◆ **Tareas por realizar**:
a – Reformule en forma de lista breve el párrafo del texto sobre las sirenas que empieza con «Después de ese torneo injusto», conservando sus hechos principales.
b – Responda, a partir del texto sobre las sirenas, a estas preguntas:
(i) Según Apolodoro, ¿de quiénes eran hijas Pisinoe, Aglaope y Telxiepea?
(ii) ¿Qué hicieron las Musas con las plumas de las sirenas?
(iii) ¿En qué escrito de Blanchot se señala lo defectuoso del canto de las sirenas?
c – Prolongue el texto sobre las sirenas a partir del punto en que termina.

Las sirenas formaban parte de un culto preolímpico (ctónico), y por eso la tradición quiere que hayan sido vencidas en un certamen por las hijas de Zeus y la titana Mnemosine, las Musas (en la mitología, la poiesis vence sobre la potencia de la autoctonía). Apolodoro (Epitome, VII, 19) cuenta que Pisinoe (Parténope), Aglaope y Telxiepea, las tres sirenas hijas de Aqueloo y Melpómene, tocaban la cítara, cantaban y tocaban la flauta, respectivamente. Lo que triunfa en los certámenes olímpicos es el canto que provee de memoria, porque permite a sus oyentes olvidar los traumas de la vida (es decir, el goce), mientras que las sirenas ponen a sus oyentes frente a lo que ha dado en llamarse el saber en lo real, ese saber sobre el cual los oyentes nada quieren escuchar.
Después de ese torneo injusto (porque los dioses olímpicos no iban a considerar siquiera la posibilidad de la derrota de sus propias entenadas), las sirenas perdieron sus alas (con sus plumas hicieron las Musas sus coronas). En algunas tradiciones intentaron, también sin éxito, vencer a Orfeo en el terreno del canto (o robarle su lira)[16].
Condenadas a perder todos los combates (porque son el más allá de la interpelación), había en el canto de las sirenas algo defectuoso[17], como Blanchot ha notado en “El encuentro con lo imaginario”:
Las Sirenas: parece efectivamente que cantaban, pero de un modo que no satisfacía, que únicamente permitía oír en qué dirección se abrían las verdaderas fuentes y la verdadera dicha del canto. No obstante, con sus cantos imperfectos que solo eran un canto por venir, conducían al navegante hacia ese espacio en donde cantar comenzaría verdaderamente. Por consiguiente, no se equivocaban, conducían realmente a la meta. Pero, una vez alcanzado el lugar, ¿qué ocurría? ¿Cuál era ese lugar? Aquel donde ya solo quedaba desaparecer porque la música misma, en esa región de fuente y de origen, había desaparecido más rotundamente que en ningún otro lugar del mundo: mar donde, con los oídos cerrados, se hundían los seres vivos y donde las Sirenas –prueba de su buena voluntad– tuvieron también a su vez que desaparecer un día.

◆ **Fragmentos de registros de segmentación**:
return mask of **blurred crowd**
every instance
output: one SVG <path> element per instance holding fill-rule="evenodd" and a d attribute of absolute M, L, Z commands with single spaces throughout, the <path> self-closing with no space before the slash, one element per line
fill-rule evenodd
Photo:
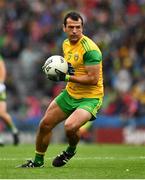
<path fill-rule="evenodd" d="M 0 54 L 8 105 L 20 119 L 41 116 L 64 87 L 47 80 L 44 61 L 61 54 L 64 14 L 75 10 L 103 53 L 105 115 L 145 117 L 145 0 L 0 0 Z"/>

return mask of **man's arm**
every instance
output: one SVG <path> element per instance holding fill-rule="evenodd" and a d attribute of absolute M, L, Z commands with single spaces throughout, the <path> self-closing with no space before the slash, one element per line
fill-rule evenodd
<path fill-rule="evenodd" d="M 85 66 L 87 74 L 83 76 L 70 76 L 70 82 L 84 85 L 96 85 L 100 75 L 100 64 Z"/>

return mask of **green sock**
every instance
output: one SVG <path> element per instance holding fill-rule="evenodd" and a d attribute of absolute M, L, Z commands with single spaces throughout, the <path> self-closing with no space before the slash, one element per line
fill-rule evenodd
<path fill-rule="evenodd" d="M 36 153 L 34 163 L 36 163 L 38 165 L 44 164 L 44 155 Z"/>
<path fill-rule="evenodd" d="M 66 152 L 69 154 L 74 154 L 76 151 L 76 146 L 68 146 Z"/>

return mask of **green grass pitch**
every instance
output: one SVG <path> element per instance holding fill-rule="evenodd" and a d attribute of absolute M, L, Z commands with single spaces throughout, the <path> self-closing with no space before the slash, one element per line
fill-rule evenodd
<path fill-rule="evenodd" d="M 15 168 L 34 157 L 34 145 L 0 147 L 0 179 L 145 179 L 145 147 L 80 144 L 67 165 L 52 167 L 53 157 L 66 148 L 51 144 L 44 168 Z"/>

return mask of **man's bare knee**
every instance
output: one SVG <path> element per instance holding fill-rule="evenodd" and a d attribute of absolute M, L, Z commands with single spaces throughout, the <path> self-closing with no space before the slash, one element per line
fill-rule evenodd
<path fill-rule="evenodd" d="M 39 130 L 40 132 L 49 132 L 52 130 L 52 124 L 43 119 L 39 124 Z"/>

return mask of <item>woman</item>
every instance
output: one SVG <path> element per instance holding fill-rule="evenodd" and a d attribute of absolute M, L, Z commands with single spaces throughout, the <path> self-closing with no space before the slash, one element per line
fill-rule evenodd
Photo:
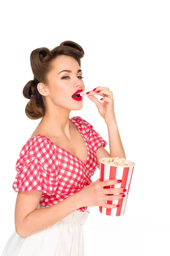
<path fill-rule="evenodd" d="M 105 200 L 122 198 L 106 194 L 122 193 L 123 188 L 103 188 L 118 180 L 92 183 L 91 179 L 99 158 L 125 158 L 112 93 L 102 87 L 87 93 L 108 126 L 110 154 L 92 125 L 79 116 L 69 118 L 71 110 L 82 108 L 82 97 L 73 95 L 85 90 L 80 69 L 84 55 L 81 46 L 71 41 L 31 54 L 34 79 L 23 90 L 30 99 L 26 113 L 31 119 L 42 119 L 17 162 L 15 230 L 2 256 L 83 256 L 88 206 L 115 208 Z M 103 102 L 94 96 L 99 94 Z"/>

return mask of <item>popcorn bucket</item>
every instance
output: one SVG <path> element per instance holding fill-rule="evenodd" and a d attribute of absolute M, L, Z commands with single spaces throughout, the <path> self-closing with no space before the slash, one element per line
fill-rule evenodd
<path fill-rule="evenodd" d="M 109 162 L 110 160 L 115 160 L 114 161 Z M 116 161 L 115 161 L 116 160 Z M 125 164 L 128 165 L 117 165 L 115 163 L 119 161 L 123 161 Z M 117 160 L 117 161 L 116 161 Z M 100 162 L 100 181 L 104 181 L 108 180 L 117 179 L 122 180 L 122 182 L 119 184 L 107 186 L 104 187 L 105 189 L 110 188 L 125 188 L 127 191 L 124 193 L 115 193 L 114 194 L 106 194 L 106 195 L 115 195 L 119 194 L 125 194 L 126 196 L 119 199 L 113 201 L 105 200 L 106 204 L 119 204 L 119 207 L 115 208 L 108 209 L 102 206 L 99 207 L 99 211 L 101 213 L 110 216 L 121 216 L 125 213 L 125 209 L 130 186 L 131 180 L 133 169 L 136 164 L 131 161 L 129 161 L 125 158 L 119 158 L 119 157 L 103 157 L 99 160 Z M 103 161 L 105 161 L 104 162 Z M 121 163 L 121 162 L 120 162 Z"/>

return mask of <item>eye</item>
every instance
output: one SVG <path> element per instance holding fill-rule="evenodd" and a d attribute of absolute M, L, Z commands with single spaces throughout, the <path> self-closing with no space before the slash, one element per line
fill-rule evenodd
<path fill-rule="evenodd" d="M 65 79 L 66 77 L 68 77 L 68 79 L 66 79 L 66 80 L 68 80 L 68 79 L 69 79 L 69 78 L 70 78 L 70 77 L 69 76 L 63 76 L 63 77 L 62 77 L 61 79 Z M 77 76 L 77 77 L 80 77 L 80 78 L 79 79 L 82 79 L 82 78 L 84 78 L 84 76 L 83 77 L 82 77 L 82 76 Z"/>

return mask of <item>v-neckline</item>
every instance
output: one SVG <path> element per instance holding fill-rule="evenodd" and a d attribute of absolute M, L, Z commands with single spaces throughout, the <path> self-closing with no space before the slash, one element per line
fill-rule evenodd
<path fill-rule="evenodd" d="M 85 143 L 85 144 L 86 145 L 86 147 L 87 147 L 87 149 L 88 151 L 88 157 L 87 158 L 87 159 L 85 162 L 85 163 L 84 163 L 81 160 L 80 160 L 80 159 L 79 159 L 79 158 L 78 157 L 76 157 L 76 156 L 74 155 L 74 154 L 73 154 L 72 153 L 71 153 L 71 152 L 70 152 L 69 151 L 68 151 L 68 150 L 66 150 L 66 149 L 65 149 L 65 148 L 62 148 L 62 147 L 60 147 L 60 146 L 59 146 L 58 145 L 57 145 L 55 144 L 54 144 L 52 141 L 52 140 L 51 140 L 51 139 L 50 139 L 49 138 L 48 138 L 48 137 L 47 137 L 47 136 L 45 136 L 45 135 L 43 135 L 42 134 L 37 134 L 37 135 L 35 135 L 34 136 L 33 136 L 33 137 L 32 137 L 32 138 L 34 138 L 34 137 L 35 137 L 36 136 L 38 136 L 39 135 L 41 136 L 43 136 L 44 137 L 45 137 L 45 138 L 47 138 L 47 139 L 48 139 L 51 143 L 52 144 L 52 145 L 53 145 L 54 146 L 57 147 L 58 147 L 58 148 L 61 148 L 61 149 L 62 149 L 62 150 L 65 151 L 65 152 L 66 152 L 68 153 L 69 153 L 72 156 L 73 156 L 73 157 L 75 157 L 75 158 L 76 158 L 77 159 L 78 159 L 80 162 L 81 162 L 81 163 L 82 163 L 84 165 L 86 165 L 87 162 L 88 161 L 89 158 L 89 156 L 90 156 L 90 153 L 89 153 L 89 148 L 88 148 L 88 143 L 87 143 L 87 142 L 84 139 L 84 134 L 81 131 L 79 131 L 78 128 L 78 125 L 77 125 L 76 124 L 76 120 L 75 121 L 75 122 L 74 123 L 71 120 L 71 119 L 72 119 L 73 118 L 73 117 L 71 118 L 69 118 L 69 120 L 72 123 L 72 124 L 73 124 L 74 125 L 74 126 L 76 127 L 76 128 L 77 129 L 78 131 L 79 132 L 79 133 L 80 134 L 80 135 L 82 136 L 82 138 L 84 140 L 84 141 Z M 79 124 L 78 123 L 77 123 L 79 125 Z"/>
---
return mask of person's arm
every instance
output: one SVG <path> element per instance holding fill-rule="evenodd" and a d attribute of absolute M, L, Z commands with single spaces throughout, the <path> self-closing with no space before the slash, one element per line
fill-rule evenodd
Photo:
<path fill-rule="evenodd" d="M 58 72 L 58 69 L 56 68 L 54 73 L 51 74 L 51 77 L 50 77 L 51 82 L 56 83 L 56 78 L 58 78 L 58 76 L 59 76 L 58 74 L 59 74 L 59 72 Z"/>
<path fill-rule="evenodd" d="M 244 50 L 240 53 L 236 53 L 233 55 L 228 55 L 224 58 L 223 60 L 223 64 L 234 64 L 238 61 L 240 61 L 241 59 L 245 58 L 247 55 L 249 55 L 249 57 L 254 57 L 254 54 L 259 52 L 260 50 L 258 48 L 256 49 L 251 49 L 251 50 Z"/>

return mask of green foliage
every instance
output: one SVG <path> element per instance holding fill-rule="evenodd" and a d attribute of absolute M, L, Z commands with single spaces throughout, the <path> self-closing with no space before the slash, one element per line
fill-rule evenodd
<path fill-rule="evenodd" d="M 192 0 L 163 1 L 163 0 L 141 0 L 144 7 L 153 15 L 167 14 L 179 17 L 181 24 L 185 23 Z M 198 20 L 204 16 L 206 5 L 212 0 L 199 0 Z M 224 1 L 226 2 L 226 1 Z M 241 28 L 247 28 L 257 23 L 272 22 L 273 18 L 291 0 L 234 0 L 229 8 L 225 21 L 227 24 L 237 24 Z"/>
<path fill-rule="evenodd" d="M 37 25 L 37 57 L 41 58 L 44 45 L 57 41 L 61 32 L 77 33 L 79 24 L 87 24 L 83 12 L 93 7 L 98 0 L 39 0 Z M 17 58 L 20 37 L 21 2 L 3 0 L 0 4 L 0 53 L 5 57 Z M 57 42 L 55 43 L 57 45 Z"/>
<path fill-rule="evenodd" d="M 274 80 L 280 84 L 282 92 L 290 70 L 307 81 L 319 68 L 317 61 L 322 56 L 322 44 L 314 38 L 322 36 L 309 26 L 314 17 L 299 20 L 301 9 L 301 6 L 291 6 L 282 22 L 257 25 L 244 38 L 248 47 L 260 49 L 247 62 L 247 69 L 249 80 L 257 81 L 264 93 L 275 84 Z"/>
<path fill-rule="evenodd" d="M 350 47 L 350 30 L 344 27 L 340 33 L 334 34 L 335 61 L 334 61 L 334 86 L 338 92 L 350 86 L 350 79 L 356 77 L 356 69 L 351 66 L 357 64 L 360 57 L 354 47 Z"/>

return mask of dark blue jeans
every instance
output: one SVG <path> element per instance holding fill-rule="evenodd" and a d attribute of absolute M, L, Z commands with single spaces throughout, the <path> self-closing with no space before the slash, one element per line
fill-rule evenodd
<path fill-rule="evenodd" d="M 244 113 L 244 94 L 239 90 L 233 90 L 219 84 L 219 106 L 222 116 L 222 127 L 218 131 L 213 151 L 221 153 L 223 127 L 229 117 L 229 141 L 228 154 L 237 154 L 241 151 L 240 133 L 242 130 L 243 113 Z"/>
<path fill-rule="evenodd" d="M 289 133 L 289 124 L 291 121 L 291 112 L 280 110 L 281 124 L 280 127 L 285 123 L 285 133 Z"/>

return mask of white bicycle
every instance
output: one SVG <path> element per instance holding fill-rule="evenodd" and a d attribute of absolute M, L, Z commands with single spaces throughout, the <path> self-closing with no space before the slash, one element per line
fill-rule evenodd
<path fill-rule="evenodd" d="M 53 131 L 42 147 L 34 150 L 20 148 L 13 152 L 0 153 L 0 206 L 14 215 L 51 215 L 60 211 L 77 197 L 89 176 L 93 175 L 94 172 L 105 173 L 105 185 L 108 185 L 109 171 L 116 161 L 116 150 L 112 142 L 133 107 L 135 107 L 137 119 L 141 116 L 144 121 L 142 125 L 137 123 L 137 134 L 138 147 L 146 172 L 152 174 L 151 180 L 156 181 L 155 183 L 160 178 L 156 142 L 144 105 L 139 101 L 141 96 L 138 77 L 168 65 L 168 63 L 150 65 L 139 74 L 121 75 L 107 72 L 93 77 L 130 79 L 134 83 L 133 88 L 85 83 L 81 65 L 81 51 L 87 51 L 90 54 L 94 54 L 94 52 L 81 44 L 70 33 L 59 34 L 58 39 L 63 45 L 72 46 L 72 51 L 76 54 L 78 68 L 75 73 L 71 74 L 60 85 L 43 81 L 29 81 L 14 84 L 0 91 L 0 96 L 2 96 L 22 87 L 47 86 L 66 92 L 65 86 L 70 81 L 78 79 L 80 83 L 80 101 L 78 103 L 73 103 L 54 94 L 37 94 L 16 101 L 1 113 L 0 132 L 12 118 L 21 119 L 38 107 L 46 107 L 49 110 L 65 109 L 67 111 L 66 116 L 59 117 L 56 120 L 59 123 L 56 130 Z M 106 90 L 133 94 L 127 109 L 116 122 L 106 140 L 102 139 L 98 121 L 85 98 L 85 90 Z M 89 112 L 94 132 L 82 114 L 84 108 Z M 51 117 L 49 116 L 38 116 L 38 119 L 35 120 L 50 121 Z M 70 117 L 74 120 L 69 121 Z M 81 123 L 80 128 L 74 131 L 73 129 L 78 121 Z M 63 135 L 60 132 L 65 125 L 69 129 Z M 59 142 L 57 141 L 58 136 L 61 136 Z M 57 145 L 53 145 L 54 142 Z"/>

◆ **Tareas resueltas**:
a –
- El torneo fue injusto, pues los dioses olímpicos no iban a considerar siquiera que sus propias entenadas pudieran ser derrotadas.
- Tras él, las sirenas perdieron sus alas.
- Las Musas hicieron sus coronas con esas plumas.
- Según algunas tradiciones, las sirenas intentaron sin éxito vencer a Orfeo en el canto o robarle su lira.

b –
(i) De Aqueloo y Melpómene.
(ii) Sus coronas.
(iii) En «El encuentro con lo imaginario».

c –
¿Cuál era la naturaleza del canto de las Sirenas?, ¿en qué consistía su defecto?, ¿por qué dicho defecto tornaba aquel tan poderoso? Algunos siempre respondieron: era un canto inhumano –un ruido natural sin duda (¿acaso hay otros?), pero al margen de la naturaleza, en cualquier caso ajeno al hombre, muy bajo, y que despertaba en este ese extremo placer de sucumbir que el hombre no puede satisfacer en las condiciones normales de la vida. Ahora bien, dicen otros, más extraño era el encantamiento: (…) tornaban el canto tan insólito que hacían nacer, en quien lo oía, la sospecha de la inhumanidad de todo canto humano (…), canto del abismo que, una vez oído, abría en cada palabra un abismo e invitaba poderosamente a desaparecer en este.[18]
Servio[19] las presenta como meretrices que hacían naufragar a los desprevenidos paseantes a los que seducían, hipótesis a la que Isidoro de Sevilla (últimamente propuesto como patrono de Internet) adhiere en 620:
A las sirenas, que eran tres, se las imagina con un cuerpo mitad doncella, mitad pájaro, dotadas de alas y uñas; una de ellas cantaba con su voz, otra con su flauta, y la tercera con la lira, con su canto atraían a los navegantes fascinados, que eran arrastrados al naufragio. Pero lo cierto es que fueron unas meretrices que llevaban a la ruina a quienes pasaban, y estos se veían después en la necesidad de simular que habían naufragado. Se dice que tenían alas y uñas, porque el amor vuela y causa heridas; y que vivían en las olas, porque precisamente las olas crearon a Venus.[20]
Se las asoció muchas veces con divinidades tales como las Musas[21] (Servio dice que Calíope fue su madre, pero es mentira), las Nereidas[22] (las cincuenta hijas de Nereo y Doris[23]) y, en menor medida, con los Tritones[24] (ya porque a veces se las describió con barbas[25], ya porque cantaban con voces masculinas).
Las primeras representaciones de las sirenas las muestran con garras y apariencia de buitre o aguilucho (siempre como criaturas hostiles). Para Higino tenían aspecto de gallináceas: “Tum ad Sirenas Melpomenes Musae et Acheloi filias venit, quae partem superiorem muliebrem habebant, inferiorem autem gallinaceam” (Fab. 125)[26].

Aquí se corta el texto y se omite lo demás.